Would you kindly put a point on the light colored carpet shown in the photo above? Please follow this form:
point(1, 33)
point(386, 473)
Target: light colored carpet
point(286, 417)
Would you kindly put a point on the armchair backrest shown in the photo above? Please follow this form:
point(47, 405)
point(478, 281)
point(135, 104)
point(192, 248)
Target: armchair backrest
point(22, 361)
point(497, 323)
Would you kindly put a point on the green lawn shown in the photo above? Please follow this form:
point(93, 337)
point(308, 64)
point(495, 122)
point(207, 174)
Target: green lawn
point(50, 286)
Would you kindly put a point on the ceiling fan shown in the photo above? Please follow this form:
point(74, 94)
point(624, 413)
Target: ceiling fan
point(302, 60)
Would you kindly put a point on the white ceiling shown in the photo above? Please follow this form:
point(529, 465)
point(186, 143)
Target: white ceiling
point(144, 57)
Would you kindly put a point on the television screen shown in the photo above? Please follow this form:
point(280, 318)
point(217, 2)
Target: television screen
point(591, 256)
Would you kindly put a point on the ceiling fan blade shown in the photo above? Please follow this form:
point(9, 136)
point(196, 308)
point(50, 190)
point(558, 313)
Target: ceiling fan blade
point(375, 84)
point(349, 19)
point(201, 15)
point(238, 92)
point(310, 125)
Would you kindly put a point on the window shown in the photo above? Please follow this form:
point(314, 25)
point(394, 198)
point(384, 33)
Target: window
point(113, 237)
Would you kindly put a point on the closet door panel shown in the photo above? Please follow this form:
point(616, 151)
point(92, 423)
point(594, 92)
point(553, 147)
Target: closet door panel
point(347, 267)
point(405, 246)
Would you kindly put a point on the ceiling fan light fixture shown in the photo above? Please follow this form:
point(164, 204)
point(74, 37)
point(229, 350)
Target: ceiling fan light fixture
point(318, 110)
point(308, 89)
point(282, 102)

··········

## Description de la tâche
Mettez à l'échelle les lignes allant de celle contenant « Would you kindly put a point on the closet » jusqu'à celle contenant « point(405, 246) », incluse : recopiez-les toutes en multipliant par 0,9 les coordonnées des points donnés en réponse, arrondies à l'entier (les demis vers le haut), et laissez les autres lignes inchangées.

## Réponse écrite
Would you kindly put a point on the closet door panel shown in the photo above? Please follow this form:
point(616, 151)
point(92, 423)
point(594, 92)
point(553, 147)
Target: closet door panel
point(312, 240)
point(365, 221)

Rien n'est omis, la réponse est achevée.